== Input ==
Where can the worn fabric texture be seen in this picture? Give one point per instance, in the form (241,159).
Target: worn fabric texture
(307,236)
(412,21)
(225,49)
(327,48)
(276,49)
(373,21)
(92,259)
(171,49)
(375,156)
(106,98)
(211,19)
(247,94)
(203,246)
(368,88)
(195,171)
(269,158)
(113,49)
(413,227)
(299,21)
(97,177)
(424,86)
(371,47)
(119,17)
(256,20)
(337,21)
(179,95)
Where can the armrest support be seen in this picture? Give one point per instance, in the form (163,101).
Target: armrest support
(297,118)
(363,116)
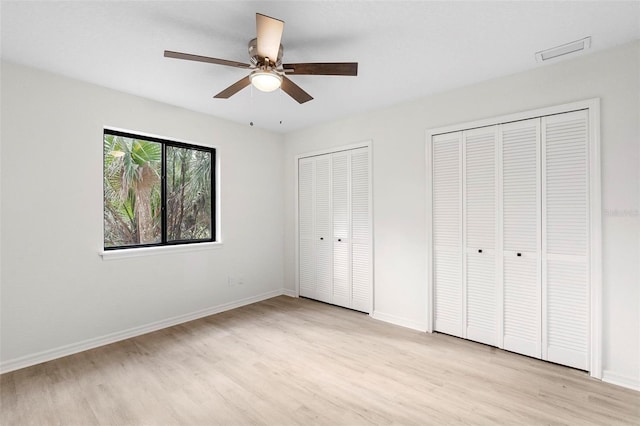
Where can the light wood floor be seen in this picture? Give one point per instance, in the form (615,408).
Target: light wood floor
(294,361)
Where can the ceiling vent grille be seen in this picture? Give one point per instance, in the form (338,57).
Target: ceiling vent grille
(565,49)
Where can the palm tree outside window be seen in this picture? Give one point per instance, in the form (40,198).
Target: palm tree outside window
(156,191)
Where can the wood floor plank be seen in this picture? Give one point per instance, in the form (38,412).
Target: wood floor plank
(289,361)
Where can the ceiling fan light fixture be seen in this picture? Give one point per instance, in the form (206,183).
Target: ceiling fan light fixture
(266,81)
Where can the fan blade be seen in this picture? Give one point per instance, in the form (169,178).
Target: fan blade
(295,91)
(234,88)
(190,57)
(269,34)
(329,68)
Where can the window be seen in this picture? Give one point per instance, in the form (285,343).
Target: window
(156,192)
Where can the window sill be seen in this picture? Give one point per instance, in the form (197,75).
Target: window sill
(151,251)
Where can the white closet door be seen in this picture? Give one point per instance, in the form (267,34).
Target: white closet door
(479,193)
(306,234)
(340,236)
(520,142)
(566,239)
(323,229)
(361,238)
(447,233)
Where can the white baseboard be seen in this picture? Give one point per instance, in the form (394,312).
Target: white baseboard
(62,351)
(289,292)
(403,322)
(621,380)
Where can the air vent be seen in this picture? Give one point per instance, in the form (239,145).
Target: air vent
(565,49)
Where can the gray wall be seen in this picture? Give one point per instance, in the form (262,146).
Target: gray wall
(56,288)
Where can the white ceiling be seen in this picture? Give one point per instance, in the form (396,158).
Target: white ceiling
(405,50)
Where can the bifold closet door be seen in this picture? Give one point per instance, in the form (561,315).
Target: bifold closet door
(447,233)
(521,216)
(566,241)
(481,287)
(334,228)
(361,238)
(341,236)
(306,227)
(323,229)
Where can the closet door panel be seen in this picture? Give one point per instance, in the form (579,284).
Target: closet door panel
(479,194)
(447,233)
(521,237)
(340,199)
(361,238)
(566,238)
(323,229)
(306,234)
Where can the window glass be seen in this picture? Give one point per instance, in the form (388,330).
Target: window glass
(156,192)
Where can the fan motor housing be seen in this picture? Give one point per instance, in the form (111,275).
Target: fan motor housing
(255,59)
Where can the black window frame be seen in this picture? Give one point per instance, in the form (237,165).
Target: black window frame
(163,189)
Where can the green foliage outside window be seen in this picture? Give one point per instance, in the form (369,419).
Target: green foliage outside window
(133,192)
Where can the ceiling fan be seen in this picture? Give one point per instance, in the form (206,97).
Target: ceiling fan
(268,73)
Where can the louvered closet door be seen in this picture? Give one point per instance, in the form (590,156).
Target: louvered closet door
(323,229)
(479,193)
(340,236)
(361,241)
(566,239)
(306,233)
(520,147)
(447,233)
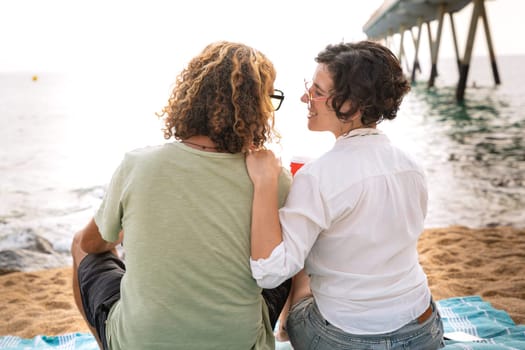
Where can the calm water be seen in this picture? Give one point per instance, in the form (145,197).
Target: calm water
(60,140)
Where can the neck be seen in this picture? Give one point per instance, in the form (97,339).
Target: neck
(203,143)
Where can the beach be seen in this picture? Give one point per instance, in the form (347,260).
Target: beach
(458,261)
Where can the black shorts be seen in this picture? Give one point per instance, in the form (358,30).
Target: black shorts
(99,278)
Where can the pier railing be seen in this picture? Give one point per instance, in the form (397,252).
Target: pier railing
(399,16)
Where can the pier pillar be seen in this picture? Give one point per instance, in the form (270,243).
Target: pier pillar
(435,46)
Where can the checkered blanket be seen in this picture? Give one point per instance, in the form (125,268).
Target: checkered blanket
(462,316)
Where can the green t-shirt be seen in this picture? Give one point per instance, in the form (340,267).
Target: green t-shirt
(186,218)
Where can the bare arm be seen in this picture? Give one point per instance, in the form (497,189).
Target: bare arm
(264,170)
(91,240)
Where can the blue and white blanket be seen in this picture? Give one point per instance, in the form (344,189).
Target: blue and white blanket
(461,316)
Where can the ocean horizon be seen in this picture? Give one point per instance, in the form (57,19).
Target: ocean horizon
(62,135)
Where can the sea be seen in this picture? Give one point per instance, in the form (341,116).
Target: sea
(63,134)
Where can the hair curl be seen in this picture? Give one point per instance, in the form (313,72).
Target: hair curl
(369,76)
(223,93)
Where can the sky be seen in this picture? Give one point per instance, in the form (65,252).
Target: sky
(127,35)
(127,53)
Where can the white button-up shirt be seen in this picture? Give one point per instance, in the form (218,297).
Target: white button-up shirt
(352,219)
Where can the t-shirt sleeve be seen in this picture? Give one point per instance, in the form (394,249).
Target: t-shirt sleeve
(109,215)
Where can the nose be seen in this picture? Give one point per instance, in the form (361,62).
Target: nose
(304,98)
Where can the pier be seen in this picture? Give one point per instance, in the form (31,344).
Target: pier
(396,17)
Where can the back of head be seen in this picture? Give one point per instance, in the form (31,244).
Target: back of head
(223,93)
(369,76)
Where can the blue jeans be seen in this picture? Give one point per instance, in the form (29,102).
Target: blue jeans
(308,329)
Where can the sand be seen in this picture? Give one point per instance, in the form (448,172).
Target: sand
(459,261)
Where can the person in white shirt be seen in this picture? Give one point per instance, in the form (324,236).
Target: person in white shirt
(352,218)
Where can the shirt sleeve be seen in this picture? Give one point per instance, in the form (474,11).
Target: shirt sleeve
(302,218)
(109,215)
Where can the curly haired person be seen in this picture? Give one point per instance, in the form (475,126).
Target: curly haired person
(350,225)
(182,211)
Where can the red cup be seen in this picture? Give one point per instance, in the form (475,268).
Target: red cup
(296,163)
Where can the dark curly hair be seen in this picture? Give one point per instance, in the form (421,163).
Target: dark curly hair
(369,76)
(223,93)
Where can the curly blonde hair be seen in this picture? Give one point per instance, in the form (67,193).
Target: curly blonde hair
(223,93)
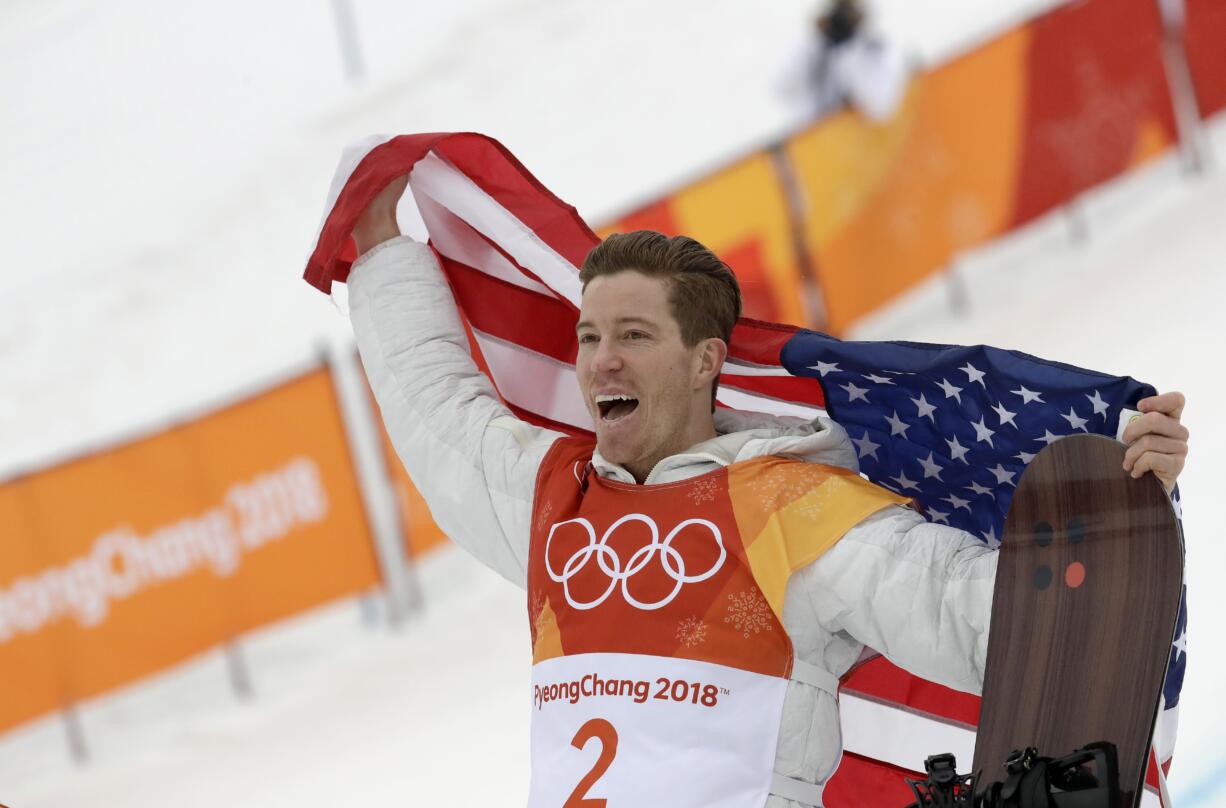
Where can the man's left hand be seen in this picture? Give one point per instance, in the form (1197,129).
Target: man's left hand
(1157,442)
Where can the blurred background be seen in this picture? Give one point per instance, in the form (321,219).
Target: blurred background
(209,590)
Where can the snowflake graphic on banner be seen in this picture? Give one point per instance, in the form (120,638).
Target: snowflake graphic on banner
(690,632)
(748,612)
(703,492)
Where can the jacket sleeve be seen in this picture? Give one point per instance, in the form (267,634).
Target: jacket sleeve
(472,460)
(917,592)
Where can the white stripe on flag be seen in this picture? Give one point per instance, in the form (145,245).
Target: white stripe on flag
(352,155)
(455,191)
(535,381)
(898,736)
(454,238)
(736,368)
(1164,732)
(742,400)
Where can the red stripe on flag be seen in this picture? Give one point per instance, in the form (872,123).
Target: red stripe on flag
(511,313)
(883,681)
(863,781)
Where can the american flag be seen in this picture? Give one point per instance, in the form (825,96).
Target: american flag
(951,427)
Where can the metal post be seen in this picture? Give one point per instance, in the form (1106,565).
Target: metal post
(239,673)
(959,299)
(378,494)
(347,39)
(1079,226)
(810,287)
(75,733)
(1193,150)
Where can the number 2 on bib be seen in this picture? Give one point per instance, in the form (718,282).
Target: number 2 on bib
(602,731)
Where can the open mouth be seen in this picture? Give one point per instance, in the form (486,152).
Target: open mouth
(617,406)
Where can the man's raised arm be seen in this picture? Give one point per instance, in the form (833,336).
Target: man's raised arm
(472,460)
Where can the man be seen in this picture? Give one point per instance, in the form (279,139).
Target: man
(696,579)
(840,61)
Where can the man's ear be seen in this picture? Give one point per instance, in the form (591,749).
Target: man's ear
(714,352)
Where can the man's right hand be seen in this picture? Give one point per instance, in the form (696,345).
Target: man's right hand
(378,222)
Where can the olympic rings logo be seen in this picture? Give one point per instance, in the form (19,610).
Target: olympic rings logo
(609,563)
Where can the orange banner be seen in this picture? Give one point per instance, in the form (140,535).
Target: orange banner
(126,562)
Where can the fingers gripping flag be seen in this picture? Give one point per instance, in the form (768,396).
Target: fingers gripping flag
(951,427)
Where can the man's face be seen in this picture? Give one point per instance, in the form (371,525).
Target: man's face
(638,378)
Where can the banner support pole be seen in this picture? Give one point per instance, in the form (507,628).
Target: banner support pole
(378,494)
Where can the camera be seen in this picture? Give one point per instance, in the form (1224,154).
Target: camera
(1088,777)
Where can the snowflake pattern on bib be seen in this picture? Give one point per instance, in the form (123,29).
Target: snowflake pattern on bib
(690,632)
(748,612)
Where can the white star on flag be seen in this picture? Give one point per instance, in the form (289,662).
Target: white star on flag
(975,374)
(956,450)
(1048,438)
(1003,475)
(925,408)
(904,483)
(982,433)
(866,448)
(956,502)
(1004,415)
(1029,395)
(856,392)
(931,467)
(978,489)
(1100,406)
(1075,421)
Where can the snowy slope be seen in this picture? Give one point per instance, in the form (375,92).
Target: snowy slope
(166,169)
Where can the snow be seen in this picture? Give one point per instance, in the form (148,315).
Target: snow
(166,166)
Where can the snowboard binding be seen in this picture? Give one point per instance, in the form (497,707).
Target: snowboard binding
(1086,779)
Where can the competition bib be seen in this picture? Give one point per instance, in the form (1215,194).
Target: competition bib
(660,660)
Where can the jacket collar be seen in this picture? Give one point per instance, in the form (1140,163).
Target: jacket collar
(744,435)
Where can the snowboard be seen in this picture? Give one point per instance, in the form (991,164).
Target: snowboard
(1086,597)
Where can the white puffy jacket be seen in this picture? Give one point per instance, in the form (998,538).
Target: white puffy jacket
(917,592)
===
Your objective: The entries above hold a line with "Target: open mouth" and a later line with "Where can the man's right". Write out exactly those lines and all lines between, nothing more.

Response area:
Target: open mouth
(617,406)
Where can the man's raised arm be seen in this picture? Give one point per instance, in the form (833,336).
Target: man's raised arm
(472,460)
Where can the man be seen in this picture? Give one point per instance, in the form (279,139).
Target: man
(696,579)
(840,61)
Where can the man's ear be seen in this picture? Give one point per instance, in the form (591,749).
Target: man's ear
(714,352)
Where can the man's right hand be seen in this picture? Give one point per instance, in the form (696,345).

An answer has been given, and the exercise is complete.